#### Your goal
Keep every line of the data below that has the string "wooden" and present those lines.

(Stored data entries)
——
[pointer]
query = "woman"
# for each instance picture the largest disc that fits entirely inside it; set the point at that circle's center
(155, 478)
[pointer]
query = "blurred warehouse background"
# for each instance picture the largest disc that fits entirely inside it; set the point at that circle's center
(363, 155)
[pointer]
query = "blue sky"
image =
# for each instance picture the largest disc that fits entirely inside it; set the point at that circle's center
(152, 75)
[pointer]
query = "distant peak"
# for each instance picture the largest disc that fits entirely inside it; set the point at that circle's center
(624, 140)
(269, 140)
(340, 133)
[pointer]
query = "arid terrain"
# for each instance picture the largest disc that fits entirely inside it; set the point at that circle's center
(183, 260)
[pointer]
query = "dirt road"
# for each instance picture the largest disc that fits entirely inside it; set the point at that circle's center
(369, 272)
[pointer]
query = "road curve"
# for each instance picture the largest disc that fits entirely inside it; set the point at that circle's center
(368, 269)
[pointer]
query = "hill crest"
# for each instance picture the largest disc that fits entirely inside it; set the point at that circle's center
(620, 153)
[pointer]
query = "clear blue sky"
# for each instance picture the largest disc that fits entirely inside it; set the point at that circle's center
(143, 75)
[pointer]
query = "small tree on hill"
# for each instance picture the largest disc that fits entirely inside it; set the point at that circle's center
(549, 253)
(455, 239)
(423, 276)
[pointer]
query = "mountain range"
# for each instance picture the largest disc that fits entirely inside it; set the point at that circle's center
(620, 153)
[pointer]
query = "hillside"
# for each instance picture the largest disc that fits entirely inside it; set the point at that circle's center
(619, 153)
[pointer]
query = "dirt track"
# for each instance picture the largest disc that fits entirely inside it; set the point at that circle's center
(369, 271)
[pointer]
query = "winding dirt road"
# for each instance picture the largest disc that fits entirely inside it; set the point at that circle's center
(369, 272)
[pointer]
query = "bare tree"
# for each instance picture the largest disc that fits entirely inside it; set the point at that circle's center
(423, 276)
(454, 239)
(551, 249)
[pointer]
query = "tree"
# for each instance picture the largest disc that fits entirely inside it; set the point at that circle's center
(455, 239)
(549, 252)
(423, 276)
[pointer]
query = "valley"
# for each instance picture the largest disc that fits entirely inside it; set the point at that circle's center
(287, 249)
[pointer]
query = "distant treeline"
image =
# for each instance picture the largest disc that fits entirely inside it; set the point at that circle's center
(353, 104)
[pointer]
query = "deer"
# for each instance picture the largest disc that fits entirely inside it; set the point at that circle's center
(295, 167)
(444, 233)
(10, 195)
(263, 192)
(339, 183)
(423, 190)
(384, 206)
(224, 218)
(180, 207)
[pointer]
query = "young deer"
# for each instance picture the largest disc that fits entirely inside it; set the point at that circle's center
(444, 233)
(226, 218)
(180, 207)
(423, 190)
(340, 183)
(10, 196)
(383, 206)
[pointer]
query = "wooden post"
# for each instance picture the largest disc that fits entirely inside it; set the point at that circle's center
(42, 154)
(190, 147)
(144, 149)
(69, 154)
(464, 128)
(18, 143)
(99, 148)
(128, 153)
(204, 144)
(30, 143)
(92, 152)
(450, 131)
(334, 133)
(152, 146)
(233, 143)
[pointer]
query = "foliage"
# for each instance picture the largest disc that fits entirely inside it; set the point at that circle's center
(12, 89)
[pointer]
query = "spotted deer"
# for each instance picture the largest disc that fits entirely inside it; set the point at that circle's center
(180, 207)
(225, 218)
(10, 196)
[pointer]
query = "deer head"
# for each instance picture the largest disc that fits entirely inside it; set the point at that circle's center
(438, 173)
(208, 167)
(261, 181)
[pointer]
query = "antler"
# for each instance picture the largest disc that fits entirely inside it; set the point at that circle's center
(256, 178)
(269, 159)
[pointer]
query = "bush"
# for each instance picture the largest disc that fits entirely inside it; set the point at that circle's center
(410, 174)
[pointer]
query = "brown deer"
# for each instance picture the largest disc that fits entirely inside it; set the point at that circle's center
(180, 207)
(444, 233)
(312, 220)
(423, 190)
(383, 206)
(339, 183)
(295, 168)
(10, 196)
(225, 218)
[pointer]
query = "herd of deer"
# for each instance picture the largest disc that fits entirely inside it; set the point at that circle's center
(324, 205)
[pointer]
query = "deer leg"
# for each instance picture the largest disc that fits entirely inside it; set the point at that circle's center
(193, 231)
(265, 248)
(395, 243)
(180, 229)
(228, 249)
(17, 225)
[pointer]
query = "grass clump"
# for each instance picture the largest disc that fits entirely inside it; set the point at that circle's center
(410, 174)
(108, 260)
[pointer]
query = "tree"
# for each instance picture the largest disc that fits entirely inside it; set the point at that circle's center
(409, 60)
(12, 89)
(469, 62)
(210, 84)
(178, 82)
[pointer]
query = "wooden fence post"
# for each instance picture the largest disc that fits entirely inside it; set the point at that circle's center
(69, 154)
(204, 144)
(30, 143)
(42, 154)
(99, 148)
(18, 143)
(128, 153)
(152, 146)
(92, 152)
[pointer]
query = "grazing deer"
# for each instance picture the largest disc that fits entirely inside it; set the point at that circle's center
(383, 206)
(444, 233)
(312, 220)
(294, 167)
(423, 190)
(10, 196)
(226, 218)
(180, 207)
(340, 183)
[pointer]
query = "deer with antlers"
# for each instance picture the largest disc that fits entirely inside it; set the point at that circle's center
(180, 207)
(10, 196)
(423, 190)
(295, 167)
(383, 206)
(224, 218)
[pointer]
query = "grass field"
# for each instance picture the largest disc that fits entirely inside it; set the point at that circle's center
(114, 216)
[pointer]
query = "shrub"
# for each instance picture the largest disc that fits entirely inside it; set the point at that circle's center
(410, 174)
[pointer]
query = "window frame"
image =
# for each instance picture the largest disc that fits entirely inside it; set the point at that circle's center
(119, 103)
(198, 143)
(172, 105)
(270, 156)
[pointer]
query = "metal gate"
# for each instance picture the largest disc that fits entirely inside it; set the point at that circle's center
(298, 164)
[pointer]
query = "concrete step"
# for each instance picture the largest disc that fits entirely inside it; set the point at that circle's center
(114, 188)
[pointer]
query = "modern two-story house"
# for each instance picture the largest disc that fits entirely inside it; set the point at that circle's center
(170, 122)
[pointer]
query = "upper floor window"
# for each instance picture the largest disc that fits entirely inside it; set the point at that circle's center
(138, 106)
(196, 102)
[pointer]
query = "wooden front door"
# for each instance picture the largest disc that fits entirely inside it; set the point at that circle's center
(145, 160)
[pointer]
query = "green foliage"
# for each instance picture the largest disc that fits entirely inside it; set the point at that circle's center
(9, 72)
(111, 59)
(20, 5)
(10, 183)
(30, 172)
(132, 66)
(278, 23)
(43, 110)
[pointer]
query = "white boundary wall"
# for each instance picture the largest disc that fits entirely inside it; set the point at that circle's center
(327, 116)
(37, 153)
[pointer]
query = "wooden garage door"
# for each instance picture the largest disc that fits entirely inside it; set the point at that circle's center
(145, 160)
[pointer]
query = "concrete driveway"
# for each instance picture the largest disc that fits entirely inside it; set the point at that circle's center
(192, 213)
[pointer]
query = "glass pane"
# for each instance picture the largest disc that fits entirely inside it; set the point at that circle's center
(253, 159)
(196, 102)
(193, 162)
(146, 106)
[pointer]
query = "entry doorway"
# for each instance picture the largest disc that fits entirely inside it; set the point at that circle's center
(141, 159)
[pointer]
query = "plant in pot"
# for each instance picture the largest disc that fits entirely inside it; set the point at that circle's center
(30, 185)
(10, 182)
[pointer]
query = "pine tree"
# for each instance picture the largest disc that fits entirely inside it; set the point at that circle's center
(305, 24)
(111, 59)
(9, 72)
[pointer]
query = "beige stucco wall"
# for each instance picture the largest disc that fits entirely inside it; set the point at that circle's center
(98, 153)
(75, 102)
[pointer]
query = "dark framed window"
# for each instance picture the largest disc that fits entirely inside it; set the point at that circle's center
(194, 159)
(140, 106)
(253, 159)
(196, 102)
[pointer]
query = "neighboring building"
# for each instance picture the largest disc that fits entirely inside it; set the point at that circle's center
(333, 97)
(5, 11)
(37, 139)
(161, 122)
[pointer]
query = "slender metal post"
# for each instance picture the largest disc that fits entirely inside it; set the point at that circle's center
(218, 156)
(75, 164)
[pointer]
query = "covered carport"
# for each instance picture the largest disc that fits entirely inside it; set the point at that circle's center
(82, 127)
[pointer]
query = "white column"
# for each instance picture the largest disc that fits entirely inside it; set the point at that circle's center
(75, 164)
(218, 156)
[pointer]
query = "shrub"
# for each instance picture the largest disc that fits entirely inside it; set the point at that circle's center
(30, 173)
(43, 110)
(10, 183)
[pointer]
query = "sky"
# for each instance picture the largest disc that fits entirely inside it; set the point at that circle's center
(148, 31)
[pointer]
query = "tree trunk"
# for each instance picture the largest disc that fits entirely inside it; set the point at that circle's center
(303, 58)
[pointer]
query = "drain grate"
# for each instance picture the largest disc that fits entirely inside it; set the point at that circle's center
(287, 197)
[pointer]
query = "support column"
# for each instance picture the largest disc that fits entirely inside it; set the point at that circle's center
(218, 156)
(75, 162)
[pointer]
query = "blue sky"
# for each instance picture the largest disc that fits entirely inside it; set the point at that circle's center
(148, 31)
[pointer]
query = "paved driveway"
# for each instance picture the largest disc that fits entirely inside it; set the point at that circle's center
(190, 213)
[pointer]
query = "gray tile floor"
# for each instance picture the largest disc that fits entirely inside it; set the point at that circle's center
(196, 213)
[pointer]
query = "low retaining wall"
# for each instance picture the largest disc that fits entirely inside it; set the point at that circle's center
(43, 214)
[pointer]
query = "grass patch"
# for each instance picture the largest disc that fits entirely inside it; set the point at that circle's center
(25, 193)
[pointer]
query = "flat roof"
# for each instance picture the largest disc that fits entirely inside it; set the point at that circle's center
——
#### Exercise output
query = "wooden post"
query = "wooden fence post"
query = "wooden front door"
query = "wooden garage door"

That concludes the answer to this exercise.